Top of Exercise text

The Palace of Fine and Decorative Arts, also known as Building 3, on Treasure Island in San Francisco Bay, California, was an aircraft hangar constructed in 1938 for Pan American World Airways' trans-Pacific Clipper services, and then modified for the 1939-40 Golden Gate International Exposition. Building 3 was one of a pair of identical hangars built to house Pan American's flying boats at the south end of the island. Building 1 was to be the airline's terminal building, and Buildings 2 and 3 would house the aircraft. For the exposition, these buildings were converted to exhibition halls, surrounded by a complex of temporary structures. At the end of the exposition all structures but Buildings 1, 2 and 3 were to be torn down to make way for the development of the reclaimed land as an airport for San Francisco.

==Original structure==
Buildings 1, 2 and 3 were designed by San Francisco architects George W. Kelham and William Peyton Day. They were designed in the Art Moderne style considered appropriate for an aviation terminal. Initial construction of the buildings as airplane hangars was complete by July 1938. Building 3 was a reinforced concrete structure about 335 ft long and 225 ft wide, and 80 ft tall on a concrete pile foundation. The roof is a three-hinge riveted steel arch. A one-story section, intended to be retained for the hangar, is 40 ft wide the length of the southeast side.

Bottom of Exercise text
Top of Extracted material

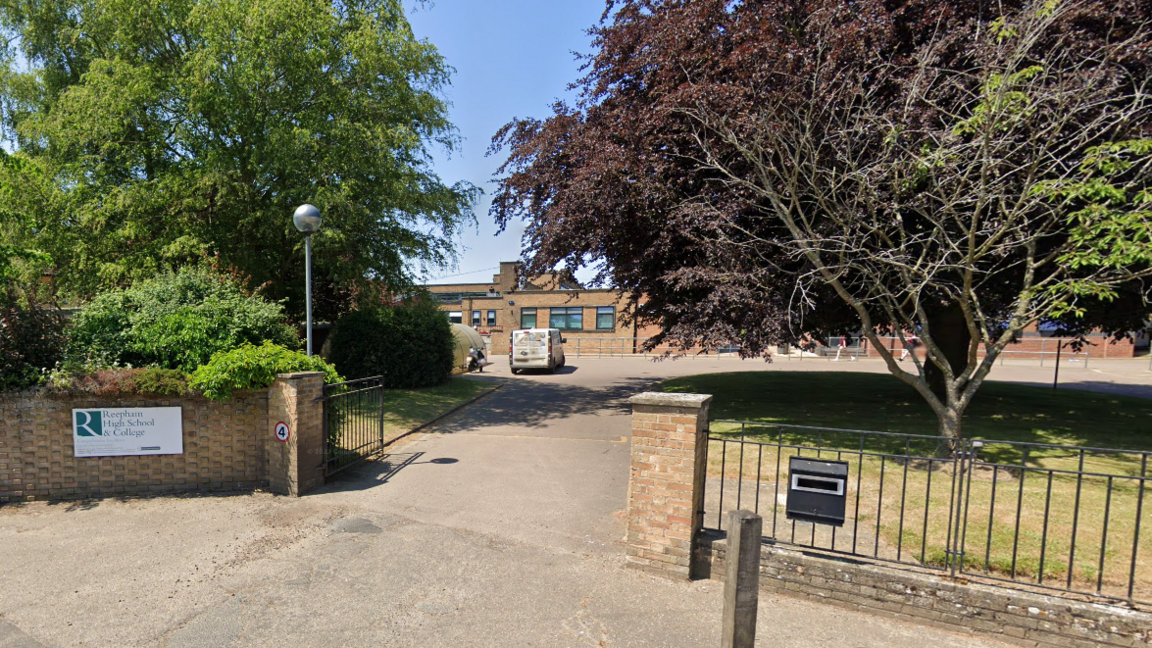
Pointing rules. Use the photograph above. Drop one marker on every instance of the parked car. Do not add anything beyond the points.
(536, 348)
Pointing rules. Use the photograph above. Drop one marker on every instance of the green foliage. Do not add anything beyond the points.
(160, 130)
(255, 367)
(118, 382)
(175, 321)
(410, 345)
(32, 337)
(1109, 219)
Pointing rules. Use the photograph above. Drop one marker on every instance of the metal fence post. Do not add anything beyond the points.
(742, 580)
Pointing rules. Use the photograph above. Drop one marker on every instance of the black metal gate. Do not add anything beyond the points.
(353, 422)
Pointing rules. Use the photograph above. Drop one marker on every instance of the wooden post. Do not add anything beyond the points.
(742, 580)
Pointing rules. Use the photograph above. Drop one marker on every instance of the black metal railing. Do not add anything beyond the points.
(353, 422)
(1051, 517)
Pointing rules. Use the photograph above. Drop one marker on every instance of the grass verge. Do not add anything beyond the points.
(404, 409)
(1077, 532)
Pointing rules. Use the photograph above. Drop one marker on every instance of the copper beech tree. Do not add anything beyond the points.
(759, 171)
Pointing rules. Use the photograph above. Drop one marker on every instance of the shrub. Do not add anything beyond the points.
(32, 337)
(410, 345)
(176, 321)
(116, 382)
(255, 367)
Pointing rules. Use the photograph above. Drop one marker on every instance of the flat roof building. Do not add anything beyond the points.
(556, 300)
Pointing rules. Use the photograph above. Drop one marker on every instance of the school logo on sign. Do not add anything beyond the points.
(127, 431)
(89, 422)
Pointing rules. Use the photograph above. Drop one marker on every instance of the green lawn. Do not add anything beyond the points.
(900, 504)
(877, 401)
(404, 409)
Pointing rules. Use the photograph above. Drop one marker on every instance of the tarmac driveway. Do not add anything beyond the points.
(500, 527)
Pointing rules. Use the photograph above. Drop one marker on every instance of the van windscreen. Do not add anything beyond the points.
(528, 338)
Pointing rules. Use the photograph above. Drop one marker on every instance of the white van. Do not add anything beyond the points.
(536, 348)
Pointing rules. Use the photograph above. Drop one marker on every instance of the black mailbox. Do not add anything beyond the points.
(817, 490)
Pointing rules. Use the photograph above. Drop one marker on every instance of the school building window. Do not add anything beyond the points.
(605, 318)
(567, 318)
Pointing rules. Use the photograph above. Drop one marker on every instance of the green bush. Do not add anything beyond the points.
(175, 321)
(32, 338)
(410, 345)
(118, 382)
(255, 367)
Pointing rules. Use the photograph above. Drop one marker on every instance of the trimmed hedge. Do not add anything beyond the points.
(120, 382)
(255, 367)
(409, 345)
(174, 321)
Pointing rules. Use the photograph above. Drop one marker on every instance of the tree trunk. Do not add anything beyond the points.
(950, 333)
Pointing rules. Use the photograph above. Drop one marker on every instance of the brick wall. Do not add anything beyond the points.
(665, 497)
(1015, 616)
(1033, 347)
(225, 449)
(666, 481)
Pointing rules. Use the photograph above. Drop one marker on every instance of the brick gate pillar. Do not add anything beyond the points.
(296, 466)
(666, 482)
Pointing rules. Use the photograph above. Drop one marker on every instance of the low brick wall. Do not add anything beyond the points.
(225, 449)
(1015, 616)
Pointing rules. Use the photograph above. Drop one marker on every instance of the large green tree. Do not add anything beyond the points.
(763, 170)
(160, 132)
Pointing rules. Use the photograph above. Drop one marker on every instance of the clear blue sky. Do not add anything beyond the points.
(513, 59)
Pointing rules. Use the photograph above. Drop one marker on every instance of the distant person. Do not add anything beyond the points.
(910, 343)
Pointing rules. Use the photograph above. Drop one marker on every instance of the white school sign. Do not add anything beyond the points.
(127, 431)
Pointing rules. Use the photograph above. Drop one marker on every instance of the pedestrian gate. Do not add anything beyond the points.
(353, 422)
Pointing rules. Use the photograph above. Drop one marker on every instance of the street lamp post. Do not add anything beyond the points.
(308, 220)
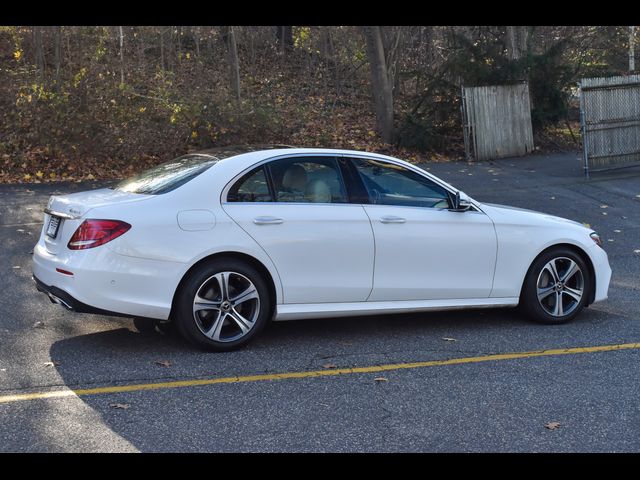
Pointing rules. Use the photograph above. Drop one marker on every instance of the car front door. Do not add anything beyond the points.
(297, 209)
(424, 251)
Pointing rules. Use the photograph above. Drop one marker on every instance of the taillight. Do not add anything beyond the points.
(92, 233)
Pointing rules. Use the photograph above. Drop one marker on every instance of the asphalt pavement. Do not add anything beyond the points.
(500, 405)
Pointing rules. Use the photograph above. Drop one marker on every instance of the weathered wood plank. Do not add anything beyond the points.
(500, 120)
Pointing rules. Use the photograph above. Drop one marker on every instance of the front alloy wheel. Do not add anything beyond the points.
(557, 286)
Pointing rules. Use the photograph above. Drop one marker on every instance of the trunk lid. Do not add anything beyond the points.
(70, 210)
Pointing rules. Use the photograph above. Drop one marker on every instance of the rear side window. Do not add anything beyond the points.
(252, 187)
(167, 176)
(307, 180)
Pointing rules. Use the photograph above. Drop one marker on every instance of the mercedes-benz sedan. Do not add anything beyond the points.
(220, 242)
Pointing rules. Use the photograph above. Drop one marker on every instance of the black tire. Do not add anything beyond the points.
(204, 279)
(551, 286)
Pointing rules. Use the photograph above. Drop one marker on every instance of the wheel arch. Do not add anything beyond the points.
(254, 262)
(578, 251)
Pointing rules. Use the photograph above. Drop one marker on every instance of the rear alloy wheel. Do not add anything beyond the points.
(222, 305)
(557, 286)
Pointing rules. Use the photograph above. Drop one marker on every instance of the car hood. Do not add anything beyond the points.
(508, 214)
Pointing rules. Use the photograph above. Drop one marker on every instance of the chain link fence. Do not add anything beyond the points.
(610, 122)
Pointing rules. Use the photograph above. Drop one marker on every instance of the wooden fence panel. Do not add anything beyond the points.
(499, 120)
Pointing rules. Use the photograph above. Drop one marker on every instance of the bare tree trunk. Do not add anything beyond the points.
(516, 40)
(38, 51)
(632, 58)
(162, 49)
(196, 39)
(57, 52)
(382, 86)
(121, 36)
(234, 66)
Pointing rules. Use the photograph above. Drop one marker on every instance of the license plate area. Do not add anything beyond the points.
(54, 225)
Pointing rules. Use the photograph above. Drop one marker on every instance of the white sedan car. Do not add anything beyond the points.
(220, 242)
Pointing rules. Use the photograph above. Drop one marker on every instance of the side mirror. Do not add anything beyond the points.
(460, 204)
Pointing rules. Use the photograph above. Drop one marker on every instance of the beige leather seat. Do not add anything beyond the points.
(318, 192)
(294, 184)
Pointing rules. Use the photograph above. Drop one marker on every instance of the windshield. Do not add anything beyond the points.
(167, 176)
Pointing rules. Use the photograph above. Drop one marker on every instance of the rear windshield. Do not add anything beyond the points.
(167, 176)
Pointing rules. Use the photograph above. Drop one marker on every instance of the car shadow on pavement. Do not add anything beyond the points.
(271, 415)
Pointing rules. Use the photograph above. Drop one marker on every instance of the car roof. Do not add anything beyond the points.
(255, 153)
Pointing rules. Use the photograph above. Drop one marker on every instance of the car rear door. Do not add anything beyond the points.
(297, 210)
(424, 251)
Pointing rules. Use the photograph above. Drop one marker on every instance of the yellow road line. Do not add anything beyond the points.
(314, 373)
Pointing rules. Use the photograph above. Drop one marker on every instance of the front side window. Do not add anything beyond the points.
(252, 187)
(390, 184)
(307, 180)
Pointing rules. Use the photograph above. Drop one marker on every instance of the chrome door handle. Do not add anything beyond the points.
(267, 221)
(392, 219)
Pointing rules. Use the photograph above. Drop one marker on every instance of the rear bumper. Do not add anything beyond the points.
(107, 283)
(60, 297)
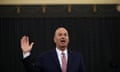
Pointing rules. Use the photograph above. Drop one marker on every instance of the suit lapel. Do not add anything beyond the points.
(55, 58)
(69, 61)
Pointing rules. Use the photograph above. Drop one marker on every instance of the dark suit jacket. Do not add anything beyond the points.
(48, 62)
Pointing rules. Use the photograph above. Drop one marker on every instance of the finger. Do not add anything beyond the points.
(22, 41)
(27, 39)
(31, 45)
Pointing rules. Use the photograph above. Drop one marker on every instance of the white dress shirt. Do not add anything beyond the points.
(59, 54)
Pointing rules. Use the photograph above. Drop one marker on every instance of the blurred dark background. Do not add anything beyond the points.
(95, 34)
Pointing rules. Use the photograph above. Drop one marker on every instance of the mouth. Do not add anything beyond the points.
(62, 41)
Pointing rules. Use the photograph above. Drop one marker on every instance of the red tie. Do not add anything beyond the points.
(64, 63)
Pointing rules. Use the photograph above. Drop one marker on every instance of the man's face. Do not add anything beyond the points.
(61, 38)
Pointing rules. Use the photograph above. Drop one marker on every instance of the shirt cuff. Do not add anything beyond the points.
(25, 55)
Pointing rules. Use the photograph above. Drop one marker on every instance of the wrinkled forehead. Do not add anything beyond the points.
(61, 30)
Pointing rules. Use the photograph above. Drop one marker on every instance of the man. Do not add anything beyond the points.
(60, 59)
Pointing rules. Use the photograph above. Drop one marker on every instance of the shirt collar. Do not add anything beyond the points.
(59, 51)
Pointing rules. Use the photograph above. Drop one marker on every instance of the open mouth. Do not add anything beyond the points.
(62, 41)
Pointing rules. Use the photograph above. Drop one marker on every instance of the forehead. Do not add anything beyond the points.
(59, 30)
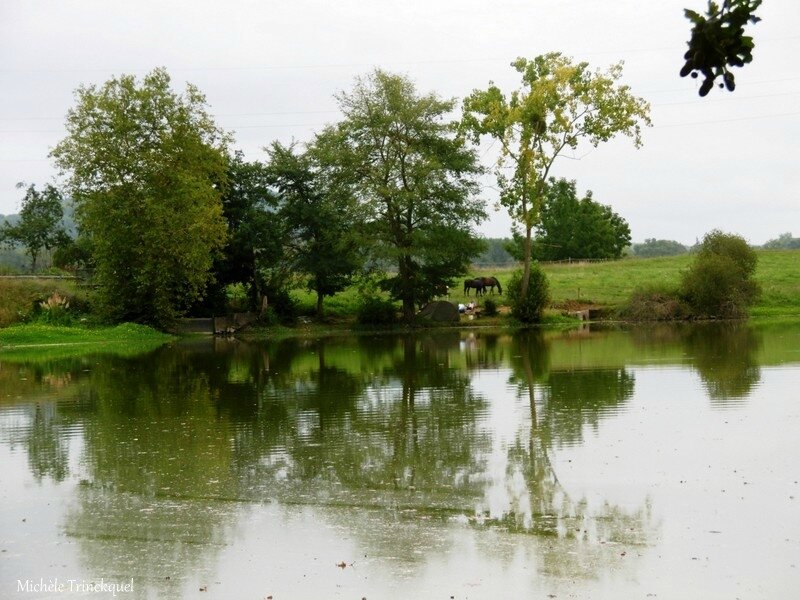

Bottom of Extracted material

Task instructions
a - Retype the part of the Building 3 text that begins at the words "The Palace of" and stops after the words "for San Francisco.".
b - Answer these questions from the Building 3 text:
(i) In what year was the hangar constructed?
(ii) Which two architects designed Buildings 1, 2 and 3?
(iii) What kind of roof does Building 3 have?
c - Write a continuation of the Building 3 text, starting after its final sentence.

Numbered answers
a -
The Palace of Fine and Decorative Arts, also known as Building 3, on Treasure Island in San Francisco Bay, California, was an aircraft hangar constructed in 1938 for Pan American World Airways' trans-Pacific Clipper services, and then modified for the 1939-40 Golden Gate International Exposition. Building 3 was one of a pair of identical hangars built to house Pan American's flying boats at the south end of the island. Building 1 was to be the airline's terminal building, and Buildings 2 and 3 would house the aircraft. For the exposition, these buildings were converted to exhibition halls, surrounded by a complex of temporary structures. At the end of the exposition all structures but Buildings 1, 2 and 3 were to be torn down to make way for the development of the reclaimed land as an airport for San Francisco.

b -
(i) 1938
(ii) George W. Kelham and William Peyton Day
(iii) A three-hinge riveted steel arch

c -
==Exhibition hall==
For use as the Palace of Fine and Decorative Arts a 48600 sqft one-story addition wraps around the other three sides of Building 3. The addition is constructed of reinforced concrete sprayed with stucco. Four concrete towers each almost 68 ft tall are on the corners. A formal entrance faces northwest in a concave indentation with scallops or broad flutes in the surface of the marquee over the door. From the other elevations the structure's heritage as a hangar is visible, with the taller hangar section looming over the additions.

The interior was fitted out for the exposition with curving temporary plaster walls to house a $20 million collection of artwork, designed by Dorothy Wright Liebes and Shepard Vogelsang. The space was extensively subdivided into small galleries.

The 1939 season of the exposition was a failure, with half the visitation expected at only 10 million patrons. The exposition closed two months early, four million dollars in debt. It reopened in 1940. For the 1940 season Diego Rivera painted the Pan Am Unity fresco. The fair closed on September 29, 1940, still in debt.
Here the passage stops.